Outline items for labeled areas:
-------

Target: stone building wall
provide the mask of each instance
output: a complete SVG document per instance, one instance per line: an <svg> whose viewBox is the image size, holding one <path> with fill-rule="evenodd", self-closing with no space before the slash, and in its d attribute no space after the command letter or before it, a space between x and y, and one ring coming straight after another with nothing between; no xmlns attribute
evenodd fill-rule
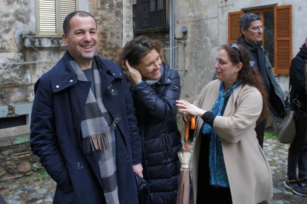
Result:
<svg viewBox="0 0 307 204"><path fill-rule="evenodd" d="M42 167L30 148L29 125L0 130L0 182L28 175Z"/></svg>
<svg viewBox="0 0 307 204"><path fill-rule="evenodd" d="M78 10L97 19L98 54L115 60L123 42L133 37L131 0L79 1ZM36 35L35 1L0 0L0 112L7 112L4 116L0 113L3 118L18 116L16 104L33 102L35 83L56 64L66 48L60 35ZM20 64L25 62L33 62ZM22 114L29 115L30 110L27 111Z"/></svg>

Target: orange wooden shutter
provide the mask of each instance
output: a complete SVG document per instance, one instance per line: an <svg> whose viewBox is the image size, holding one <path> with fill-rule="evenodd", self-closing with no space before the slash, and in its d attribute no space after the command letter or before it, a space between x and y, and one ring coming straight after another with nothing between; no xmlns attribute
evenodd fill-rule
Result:
<svg viewBox="0 0 307 204"><path fill-rule="evenodd" d="M289 74L292 58L292 10L291 5L274 7L275 74Z"/></svg>
<svg viewBox="0 0 307 204"><path fill-rule="evenodd" d="M241 35L239 22L243 11L228 13L228 43L235 43Z"/></svg>

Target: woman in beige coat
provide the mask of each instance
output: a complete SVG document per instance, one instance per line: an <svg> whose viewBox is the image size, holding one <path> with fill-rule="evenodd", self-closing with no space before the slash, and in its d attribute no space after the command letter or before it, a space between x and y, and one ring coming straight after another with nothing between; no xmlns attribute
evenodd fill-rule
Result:
<svg viewBox="0 0 307 204"><path fill-rule="evenodd" d="M218 79L193 105L176 102L185 121L198 118L189 138L196 137L192 202L256 204L273 196L270 165L254 130L268 112L264 83L240 45L222 46L215 68Z"/></svg>

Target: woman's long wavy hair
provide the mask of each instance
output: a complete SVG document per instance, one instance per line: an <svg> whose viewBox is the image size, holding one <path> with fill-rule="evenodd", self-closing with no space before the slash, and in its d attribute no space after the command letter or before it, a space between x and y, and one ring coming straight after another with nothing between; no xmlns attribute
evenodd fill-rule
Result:
<svg viewBox="0 0 307 204"><path fill-rule="evenodd" d="M245 48L243 45L236 44L239 48L238 50L235 47L231 47L233 44L224 45L221 49L227 52L233 65L235 65L239 62L242 63L242 68L238 72L238 78L242 80L242 84L255 87L261 93L262 96L262 110L258 120L262 121L269 113L267 92L262 77L258 70L251 67L249 56Z"/></svg>
<svg viewBox="0 0 307 204"><path fill-rule="evenodd" d="M126 59L131 66L138 65L142 58L154 49L159 53L163 61L163 44L160 40L151 39L143 36L138 36L126 43L118 55L116 63L124 71Z"/></svg>

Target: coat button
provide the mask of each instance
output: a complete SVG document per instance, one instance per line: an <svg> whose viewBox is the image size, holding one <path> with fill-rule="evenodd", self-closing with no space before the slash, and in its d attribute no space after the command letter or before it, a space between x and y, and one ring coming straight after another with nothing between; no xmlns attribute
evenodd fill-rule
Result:
<svg viewBox="0 0 307 204"><path fill-rule="evenodd" d="M77 163L77 166L78 167L78 169L81 169L83 167L83 165L82 165L82 164L80 163L80 162L78 162Z"/></svg>

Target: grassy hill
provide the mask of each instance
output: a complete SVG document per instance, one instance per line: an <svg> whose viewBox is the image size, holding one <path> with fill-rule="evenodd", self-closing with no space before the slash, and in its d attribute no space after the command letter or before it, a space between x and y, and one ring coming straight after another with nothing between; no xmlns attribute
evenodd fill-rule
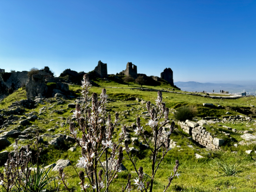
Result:
<svg viewBox="0 0 256 192"><path fill-rule="evenodd" d="M123 125L129 126L133 123L136 123L136 118L139 116L140 118L141 124L143 125L144 129L148 132L152 132L149 126L145 125L148 119L148 117L145 116L143 113L146 111L146 104L127 99L134 97L142 101L150 100L151 103L154 104L155 99L157 96L156 92L133 89L140 87L140 85L134 84L128 86L127 84L119 84L111 81L98 80L94 82L100 86L92 87L90 90L90 93L95 92L99 95L102 87L106 88L109 99L107 106L107 111L112 116L114 116L116 112L120 114L121 123L118 127L119 128ZM69 89L76 93L77 97L81 96L81 87L79 86L69 85ZM116 88L112 88L113 87ZM166 91L174 89L176 92L181 91L164 83L159 86L143 86L143 87ZM197 115L196 117L197 120L207 116L222 119L223 116L226 115L225 114L228 111L230 113L229 115L230 116L240 115L251 117L253 119L256 116L256 109L251 106L256 106L256 99L255 97L250 97L236 99L213 99L198 96L165 92L163 93L163 101L165 102L166 107L170 109L169 118L173 120L176 124L175 127L177 129L171 135L170 139L177 143L176 146L173 148L161 164L158 172L155 176L153 191L163 191L163 186L168 184L167 179L171 174L175 160L177 159L180 162L179 170L181 176L179 179L176 178L172 181L168 191L255 191L256 190L256 154L253 152L248 154L245 153L245 151L248 150L252 150L253 152L256 150L256 145L253 143L248 145L239 145L236 148L233 145L243 140L240 137L243 133L239 133L239 131L247 130L251 132L252 134L255 133L256 124L254 120L248 122L230 121L224 123L220 122L206 125L207 130L215 133L218 137L222 138L227 141L225 135L220 134L220 132L226 130L222 126L225 125L237 130L236 132L228 131L232 139L228 140L225 145L221 146L220 150L210 151L206 148L200 148L188 138L189 135L183 132L178 126L178 121L175 119L173 113L175 113L176 110L183 106L193 106L197 109ZM1 101L0 109L7 110L8 106L12 102L26 99L25 90L20 89ZM28 116L29 114L35 114L38 116L37 119L30 122L29 124L26 126L20 125L19 121L16 121L16 124L14 123L14 124L11 125L7 128L1 130L7 131L19 128L22 131L29 127L34 128L40 130L40 135L45 142L50 140L52 139L52 136L58 133L68 135L69 125L67 122L68 120L72 118L72 110L73 109L68 108L68 105L75 103L76 99L62 99L58 100L56 98L50 98L44 100L45 104L38 104L35 108L31 109L25 108L24 114L15 115L19 118L20 118L21 116L26 116L26 115ZM58 101L60 100L63 101L63 104L58 104ZM60 103L59 102L59 103ZM212 103L215 107L212 108L203 107L204 103ZM221 107L217 107L218 105ZM118 135L120 129L114 131L114 140ZM137 137L133 132L129 132L131 138ZM12 143L14 142L14 139L12 138L8 137L8 139ZM140 140L139 139L139 141ZM28 144L33 144L34 141L34 139L33 139L26 140L20 141L20 143L22 145L25 145ZM41 157L41 164L44 164L48 165L55 162L60 159L67 159L68 157L74 164L76 164L79 157L81 156L81 151L78 148L74 152L67 150L73 145L73 144L68 143L67 147L57 149L50 145L42 145L43 152ZM180 147L177 147L178 146ZM144 149L139 145L134 147L140 150L139 153L135 154L137 160L136 164L138 166L142 166L144 172L148 175L150 175L151 161L149 150ZM12 147L10 146L2 151L7 150L10 152L12 150ZM196 159L195 153L200 154L204 158ZM124 155L125 156L126 155L125 153L124 153ZM104 158L103 156L102 158L104 159ZM235 176L220 176L216 171L220 168L219 164L218 165L216 163L216 161L220 161L223 164L226 164L228 165L235 162L236 164L239 164L238 169L241 172ZM130 162L124 160L123 164L128 170L119 173L117 179L113 181L110 191L120 191L122 186L126 184L128 174L134 171ZM77 169L78 171L82 169ZM2 172L3 170L3 167L0 168L0 171ZM80 191L81 188L78 184L80 180L72 166L65 168L64 171L67 174L67 179L70 183L69 187L72 191ZM50 172L51 174L55 176L58 174L56 172ZM136 175L133 173L132 175L132 179L133 179ZM148 178L147 179L149 179ZM57 191L57 188L58 186L55 188L53 187L51 190ZM136 191L136 189L134 190L134 191ZM59 190L67 191L63 186L60 186Z"/></svg>

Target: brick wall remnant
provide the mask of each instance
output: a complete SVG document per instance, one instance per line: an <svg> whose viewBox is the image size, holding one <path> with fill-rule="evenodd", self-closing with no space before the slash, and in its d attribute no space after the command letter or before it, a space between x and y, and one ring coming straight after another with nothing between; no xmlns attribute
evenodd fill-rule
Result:
<svg viewBox="0 0 256 192"><path fill-rule="evenodd" d="M170 68L165 68L161 73L161 78L167 81L172 85L174 85L172 70Z"/></svg>
<svg viewBox="0 0 256 192"><path fill-rule="evenodd" d="M133 65L132 62L128 62L126 65L126 69L120 73L123 73L126 76L130 75L134 79L138 77L137 66Z"/></svg>
<svg viewBox="0 0 256 192"><path fill-rule="evenodd" d="M224 140L214 138L211 133L197 123L186 120L185 122L179 122L178 124L184 132L192 136L193 140L210 150L219 149L224 144Z"/></svg>
<svg viewBox="0 0 256 192"><path fill-rule="evenodd" d="M101 78L104 78L108 77L108 69L107 63L103 63L100 60L98 65L94 69L97 75Z"/></svg>

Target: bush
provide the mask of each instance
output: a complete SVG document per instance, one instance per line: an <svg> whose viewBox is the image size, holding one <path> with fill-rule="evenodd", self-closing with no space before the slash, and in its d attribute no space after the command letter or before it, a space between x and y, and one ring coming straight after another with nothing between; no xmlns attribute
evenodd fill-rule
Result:
<svg viewBox="0 0 256 192"><path fill-rule="evenodd" d="M32 68L28 73L28 75L29 77L31 77L33 75L38 74L39 70L37 68L33 67Z"/></svg>
<svg viewBox="0 0 256 192"><path fill-rule="evenodd" d="M185 121L187 119L191 120L197 113L197 110L193 106L183 106L177 109L174 117L177 120Z"/></svg>

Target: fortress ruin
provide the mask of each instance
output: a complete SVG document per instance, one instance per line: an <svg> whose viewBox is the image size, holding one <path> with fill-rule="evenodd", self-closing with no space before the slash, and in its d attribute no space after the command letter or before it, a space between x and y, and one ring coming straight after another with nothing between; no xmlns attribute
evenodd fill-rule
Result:
<svg viewBox="0 0 256 192"><path fill-rule="evenodd" d="M98 65L94 69L94 71L101 78L104 78L108 77L108 69L107 63L103 63L100 60Z"/></svg>
<svg viewBox="0 0 256 192"><path fill-rule="evenodd" d="M120 73L123 73L126 76L130 75L134 79L136 79L138 76L137 66L132 64L132 62L128 62L126 65L126 69L121 72Z"/></svg>
<svg viewBox="0 0 256 192"><path fill-rule="evenodd" d="M171 85L174 85L172 70L170 68L165 68L161 73L161 78L170 83Z"/></svg>

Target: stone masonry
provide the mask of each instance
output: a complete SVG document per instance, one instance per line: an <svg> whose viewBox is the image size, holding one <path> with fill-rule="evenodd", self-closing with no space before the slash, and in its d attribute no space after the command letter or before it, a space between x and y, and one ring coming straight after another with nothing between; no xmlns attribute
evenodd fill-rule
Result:
<svg viewBox="0 0 256 192"><path fill-rule="evenodd" d="M173 85L173 78L172 70L170 68L165 68L164 71L161 73L161 78Z"/></svg>
<svg viewBox="0 0 256 192"><path fill-rule="evenodd" d="M224 140L214 138L211 133L197 123L186 120L186 122L179 122L178 124L184 132L192 136L193 140L209 149L219 149L224 144Z"/></svg>
<svg viewBox="0 0 256 192"><path fill-rule="evenodd" d="M101 78L104 78L108 77L108 70L107 63L103 63L100 60L98 66L95 68L94 71Z"/></svg>
<svg viewBox="0 0 256 192"><path fill-rule="evenodd" d="M128 62L126 65L126 69L121 72L125 75L130 75L134 79L138 76L137 74L137 66L133 65L131 62Z"/></svg>

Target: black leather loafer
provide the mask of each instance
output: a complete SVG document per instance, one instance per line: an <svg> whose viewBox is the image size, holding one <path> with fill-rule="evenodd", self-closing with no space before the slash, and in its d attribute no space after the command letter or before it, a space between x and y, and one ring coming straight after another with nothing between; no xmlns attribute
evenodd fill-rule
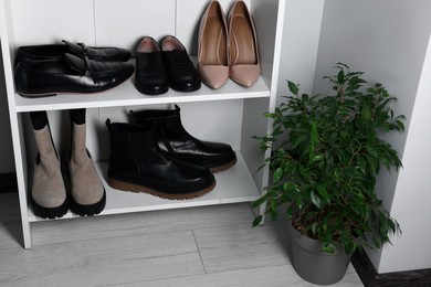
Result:
<svg viewBox="0 0 431 287"><path fill-rule="evenodd" d="M160 95L169 89L161 51L150 36L145 36L136 51L135 86L146 95Z"/></svg>
<svg viewBox="0 0 431 287"><path fill-rule="evenodd" d="M209 168L212 172L227 170L236 163L230 145L203 141L192 137L182 126L180 108L132 111L139 125L153 125L159 148L176 159Z"/></svg>
<svg viewBox="0 0 431 287"><path fill-rule="evenodd" d="M95 61L119 61L126 62L130 59L130 52L122 47L91 47L84 43L73 44L63 40L64 45L30 45L20 46L17 50L15 64L21 61L36 60L61 60L65 53L76 56L87 56Z"/></svg>
<svg viewBox="0 0 431 287"><path fill-rule="evenodd" d="M125 62L97 62L65 54L60 60L23 61L15 66L15 87L22 96L96 93L115 87L135 72Z"/></svg>
<svg viewBox="0 0 431 287"><path fill-rule="evenodd" d="M186 47L172 35L165 36L160 46L169 74L169 86L179 92L198 91L201 86L200 76Z"/></svg>

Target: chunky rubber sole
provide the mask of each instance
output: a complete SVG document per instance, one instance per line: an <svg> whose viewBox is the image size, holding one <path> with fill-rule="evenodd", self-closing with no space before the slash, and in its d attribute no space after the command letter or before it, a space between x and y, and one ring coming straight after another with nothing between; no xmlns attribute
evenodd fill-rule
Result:
<svg viewBox="0 0 431 287"><path fill-rule="evenodd" d="M162 94L166 94L168 91L169 91L169 86L166 86L161 89L146 89L144 88L138 81L135 79L135 87L136 89L140 93L140 94L144 94L144 95L148 95L148 96L157 96L157 95L162 95Z"/></svg>
<svg viewBox="0 0 431 287"><path fill-rule="evenodd" d="M210 170L212 171L212 173L217 173L217 172L220 172L220 171L228 170L228 169L232 168L233 166L235 166L235 163L236 163L236 158L234 160L228 162L228 163L210 168Z"/></svg>
<svg viewBox="0 0 431 287"><path fill-rule="evenodd" d="M45 220L55 220L63 217L64 214L69 211L69 199L64 203L56 208L44 208L39 205L33 198L31 198L31 209L33 210L34 215L45 219Z"/></svg>
<svg viewBox="0 0 431 287"><path fill-rule="evenodd" d="M172 193L157 191L157 190L154 190L154 189L150 189L147 187L139 185L139 184L116 180L113 178L108 178L107 183L113 189L117 189L117 190L122 190L122 191L130 191L130 192L136 192L136 193L148 193L148 194L159 196L161 199L167 199L167 200L192 200L192 199L200 198L200 196L209 193L216 187L216 181L214 181L210 187L208 187L203 190L200 190L200 191L190 192L190 193L182 193L182 194L172 194Z"/></svg>

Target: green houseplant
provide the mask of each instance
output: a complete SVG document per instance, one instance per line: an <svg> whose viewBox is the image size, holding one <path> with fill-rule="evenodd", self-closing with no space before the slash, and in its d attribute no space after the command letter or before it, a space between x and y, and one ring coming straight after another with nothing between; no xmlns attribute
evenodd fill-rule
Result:
<svg viewBox="0 0 431 287"><path fill-rule="evenodd" d="M403 116L395 116L390 96L381 84L371 85L362 72L349 72L343 63L325 76L334 95L290 92L274 113L270 135L256 137L272 172L266 193L253 205L266 204L272 219L280 206L303 236L318 241L325 254L351 255L362 246L380 248L400 226L382 206L375 191L380 167L401 167L397 151L381 135L403 131ZM260 224L262 215L253 225ZM294 259L295 261L295 259ZM295 262L294 262L295 267ZM346 266L347 268L347 266Z"/></svg>

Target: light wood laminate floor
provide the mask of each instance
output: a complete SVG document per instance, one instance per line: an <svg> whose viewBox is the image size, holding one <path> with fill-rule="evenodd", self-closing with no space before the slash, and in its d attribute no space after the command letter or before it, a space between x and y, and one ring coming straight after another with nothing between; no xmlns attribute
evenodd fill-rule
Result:
<svg viewBox="0 0 431 287"><path fill-rule="evenodd" d="M22 248L18 194L0 194L0 286L303 287L284 222L251 227L250 205L33 223ZM335 286L364 286L351 265Z"/></svg>

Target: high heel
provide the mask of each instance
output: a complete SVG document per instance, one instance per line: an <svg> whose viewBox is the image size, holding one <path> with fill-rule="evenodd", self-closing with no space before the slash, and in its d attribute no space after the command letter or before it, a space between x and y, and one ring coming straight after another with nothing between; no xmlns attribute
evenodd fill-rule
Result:
<svg viewBox="0 0 431 287"><path fill-rule="evenodd" d="M217 0L210 2L200 22L198 71L212 88L220 88L229 78L228 24Z"/></svg>
<svg viewBox="0 0 431 287"><path fill-rule="evenodd" d="M229 13L229 75L250 87L261 74L257 38L244 1L236 1Z"/></svg>

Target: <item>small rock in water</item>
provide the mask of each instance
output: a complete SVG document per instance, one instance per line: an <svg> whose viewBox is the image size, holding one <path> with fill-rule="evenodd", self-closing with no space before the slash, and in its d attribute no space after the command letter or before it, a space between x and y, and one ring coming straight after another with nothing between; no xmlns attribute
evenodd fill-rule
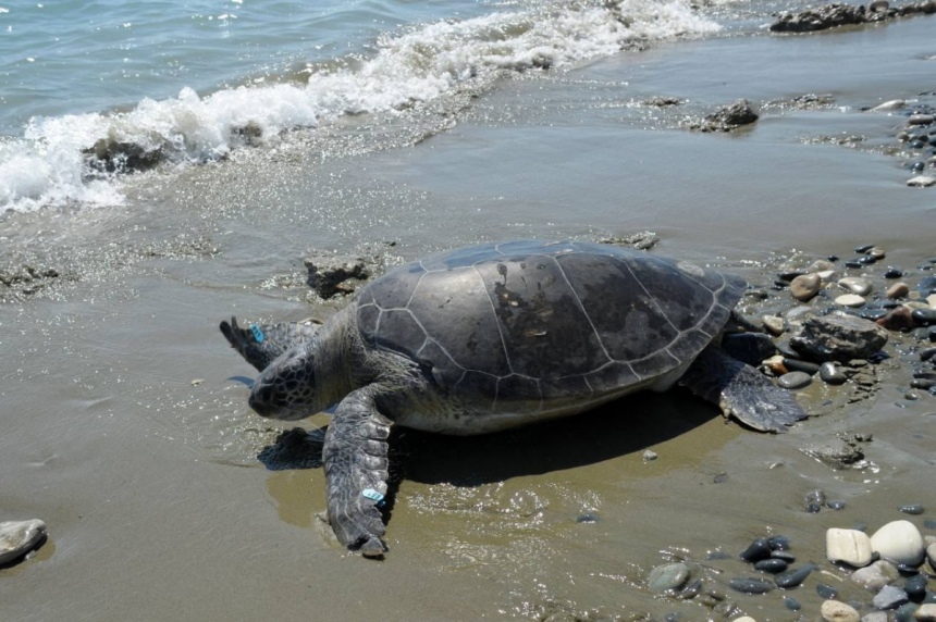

-------

▶ _WRITTEN REQUEST_: Reproduce the entries above word for word, starting at the very beginning and ending at the line that contains "10L97 19L98 54L115", with both ends included. Omit the pictures from your copy.

▶ _ANSWER IN FULL_:
Target: stone building wall
provide the mask of each instance
output: a complete SVG document per instance, one instance per line: an <svg> whose viewBox is the image size, holding one <path> with fill-rule="evenodd", self-closing with no space before the slash, and in its d attribute no space after the command letter or before it, a space between x and y, and one ring coming straight after another with nothing between; no xmlns attribute
evenodd fill-rule
Result:
<svg viewBox="0 0 307 204"><path fill-rule="evenodd" d="M42 167L30 148L29 125L0 130L0 182L28 175Z"/></svg>
<svg viewBox="0 0 307 204"><path fill-rule="evenodd" d="M78 10L97 19L98 54L115 60L123 42L133 37L131 0L79 1ZM36 35L35 1L0 0L0 112L7 112L4 116L0 113L3 118L18 116L16 104L33 102L35 83L56 64L66 48L60 35ZM20 64L25 62L33 62ZM22 114L29 115L30 110L27 111Z"/></svg>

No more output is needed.